» Instruction A:
In the article on Franklin D. Roosevelt and wartime baseball, what team was Roosevelt assigned to as a schoolboy?
» Instruction B:
Continue the article on Franklin D. Roosevelt and wartime baseball from the point where it stops.

» Passage shown:
•••••

Prologue Magazine

When FDR Said 'Play Ball'

President Called Baseball a Wartime Morale Booster

Spring 2002, Vol. 34, No. 1

By Gerald Bazer and Steven Culbertson

© 2002 by Gerald Bazer and Steven Culbertson

President Roosevelt throws out the first ball of the 1934 baseball season

President Roosevelt opening the 1934 baseball season in Washington, D.C. The President was a true fan, making eight opening day appearances. (Franklin D. Roosevelt Library)

Like many other Presidents, Franklin D. Roosevelt loved baseball—even though he hadn't played it very well in his youth. As a school boy, he was once assigned to a team called the Bum Base Ball Boys, "made up of about the worst players."1 At Harvard, he ended up not as a player but as manager of the school's team.

Later, as a young attorney in New York City, he almost lost his job because he would sneak off to Giants games at the Polo Grounds.2 As assistant secretary of the navy during the Wilson administration, he substituted for the President in throwing out the first ball for the 1917 season. As President, he made a record eight opening day appearances.

So it should have come as no surprise that Roosevelt would come to baseball's defense when the question arose sixty years ago, soon after the Japanese attack on Pearl Harbor, as to whether the "national pastime" should be suspended since the United States had become fully engaged in World War II.

Of course, the President declared, baseball should continue.

And so it did, throughout the war, even though most of its players, including some future Hall of Famers, traded their baseball cleats for combat boots and hoped that their prowess on the field wouldn't suffer during their time in service.

To Play or Not to Play?

In the late 1930s and early 1940s, America was in love with baseball, a welcome respite from the Great Depression and the war clouds forming over Europe. But many of the big stars of the 1920s and 1930s had already retired by the time fans bade a tearful farewell to the fatally ill Lou Gehrig, even as the stars of the 1940s and 1950s were emerging.

Franklin D. Roosevelt  with his Groton baseball team, ca. 1898

Franklin D. Roosevelt (top center) with his Groton baseball team, ca. 1898. (Franklin D. Roosevelt Library)

After the attack on Pearl Harbor, which finally drew the United States into the world conflict, life in America changed. Able-bodied men were quickly being drafted into the armed forces, essential materials were being rationed, and priorities everywhere were shifting—from the highest levels of government to average families. Wartime required a change in the regular way of doing things, and people were willing to make sacrifices.

In January 1942, Judge Kenesaw Mountain Landis, the legendary commissioner of baseball, sent Roosevelt a handwritten letter, asking if major league baseball should be suspended for the duration of the war." The time is approaching when, in ordinary conditions, our teams would be heading for Spring training camps. However, inasmuch as these are not ordinary times, I venture to ask what you have in mind as to whether professional baseball should continue to operate," Landis wrote. "Of course, my inquiry does not relate at all to individual members of this organization, whose status, in the emergency, is fixed by law operating upon all citizens"3 Landis closed his letter: "Health and strength to you—and whatever else it takes to do this job."

•••••

» Provided records:

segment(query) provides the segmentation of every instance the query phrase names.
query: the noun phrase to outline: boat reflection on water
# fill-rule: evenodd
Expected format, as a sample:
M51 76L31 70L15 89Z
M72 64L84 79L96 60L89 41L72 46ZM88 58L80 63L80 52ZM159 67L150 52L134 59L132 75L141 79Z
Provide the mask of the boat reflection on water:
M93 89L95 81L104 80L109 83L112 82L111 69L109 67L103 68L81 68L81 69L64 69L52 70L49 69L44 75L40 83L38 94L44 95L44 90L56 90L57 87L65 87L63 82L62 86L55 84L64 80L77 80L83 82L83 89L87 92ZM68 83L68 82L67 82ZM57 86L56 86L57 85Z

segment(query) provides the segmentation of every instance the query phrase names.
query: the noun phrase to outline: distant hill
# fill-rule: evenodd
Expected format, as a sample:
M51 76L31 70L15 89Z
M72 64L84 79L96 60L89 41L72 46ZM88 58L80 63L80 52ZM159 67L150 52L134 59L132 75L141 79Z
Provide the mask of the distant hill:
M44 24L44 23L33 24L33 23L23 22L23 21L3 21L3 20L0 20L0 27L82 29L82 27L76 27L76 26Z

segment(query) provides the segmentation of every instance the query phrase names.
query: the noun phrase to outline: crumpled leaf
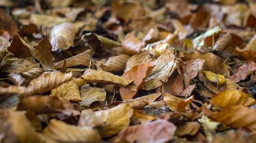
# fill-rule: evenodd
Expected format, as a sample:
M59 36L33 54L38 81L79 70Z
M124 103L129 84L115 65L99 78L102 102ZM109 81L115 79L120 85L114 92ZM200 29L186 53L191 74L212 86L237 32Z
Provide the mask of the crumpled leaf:
M230 76L229 79L235 83L238 82L241 80L244 80L255 70L256 64L251 61L248 61L240 67L238 72Z
M17 109L30 109L36 114L60 112L64 109L62 102L57 97L35 95L24 97Z
M207 79L211 82L217 82L218 84L222 84L226 82L226 79L222 75L204 70L203 72L205 74Z
M99 142L101 140L98 131L91 127L68 125L54 119L42 133L61 142Z
M51 91L51 96L63 97L67 100L81 101L77 83L75 80L69 81Z
M124 70L129 59L130 56L124 54L110 57L105 63L101 63L99 67L105 71L117 72Z
M199 130L200 124L197 122L186 122L177 126L175 135L179 136L185 135L194 135Z
M39 61L46 71L56 70L52 60L53 58L51 53L52 48L52 45L46 36L40 41L34 51L35 58Z
M34 48L22 39L18 34L13 35L8 51L16 58L34 57Z
M106 95L104 89L85 86L81 91L81 101L79 102L80 106L89 108L91 104L95 101L104 101L106 98Z
M144 80L155 67L155 62L144 63L133 67L126 72L123 78L134 80L127 87L121 87L120 94L123 101L131 99L141 87Z
M238 90L225 91L216 95L210 101L222 109L232 105L250 106L256 104L253 98Z
M65 50L74 46L76 30L72 23L64 23L54 26L51 31L50 42L52 51Z
M182 61L187 61L194 59L201 59L205 60L203 66L205 70L210 71L216 74L220 74L226 78L229 77L229 71L227 67L223 62L221 58L208 52L201 53L195 51L191 53L184 54Z
M87 70L81 78L87 83L93 82L102 84L112 83L122 86L126 86L133 81L132 80L124 79L110 72L92 69Z
M163 143L171 140L176 126L164 120L157 120L145 124L129 127L118 134L118 137L127 142Z
M99 128L102 137L114 135L128 127L133 110L128 104L121 104L108 110L95 112L95 115L103 122Z
M66 59L67 67L73 67L78 65L83 65L89 67L90 65L90 56L92 54L91 50L87 50L82 53ZM64 64L64 60L54 63L55 68L60 69Z
M60 72L44 73L32 80L25 90L27 95L41 93L56 88L63 83L72 79L72 73L68 74Z
M162 84L176 66L173 50L166 51L156 60L156 64L142 84L142 89L150 90Z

•••••

» Final answer A:
The Bum Base Ball Boys.

» Final answer B:
Roosevelt's answer went out the next day. It left no doubt where the former "Bum Base Ball Boy" stood on the matter. "I honestly feel that it would be best for the country to keep baseball going," he wrote Landis in what has become known as "the green light letter." The President continued: "There will be fewer people unemployed and everybody will work longer hours and harder than ever before. And that means that they ought to have a chance for recreation and for taking their minds off their work even more than before."4

The President noted that going to a game was recreation that did not last more than two to two and a half hours and was not very expensive for Americans. "Here is another way of looking at it," he suggested. "If 300 teams use 5,000 or 6,000 players, these players are a definite recreational asset to at least 20,000,000 of their fellow citizens. And that, in my judgment, is thoroughly worthwhile." Roosevelt also asked if there could be more night games "because it gives an opportunity to the day shift to see a game occasionally."

The commander in chief also took on the issue of how many teams would be losing players: "I know that you agree with me that the individual players who are active military or naval age should go, without question, into the services. Even if the actual quality of the teams is lowered by the greatest use of older players, this will not dampen the popularity of the sport. Of course, if an individual has some particular aptitude in a trade or profession, he ought to serve the Government. That, however, is a matter which I know you can handle with complete justice."

Letter from President Franklin Roosevelt to Baseball Commissioner Kenesaw Landis

FDR answered Baseball Commissioner Judge Kenesaw Landis's question about the wartime fate of baseball with his recommendation that it would be best for the country to keep baseball going. (Franklin D. Roosevelt Library)

In the end, however, Roosevelt left it up to Judge Landis and the club owners, saying his thoughts represented "solely a personal and not an official point of view."

As Roosevelt recommended in "the green light letter," baseball went on as scheduled in 1942, although FDR did not throw out the opening day first pitch as he had done eight times before.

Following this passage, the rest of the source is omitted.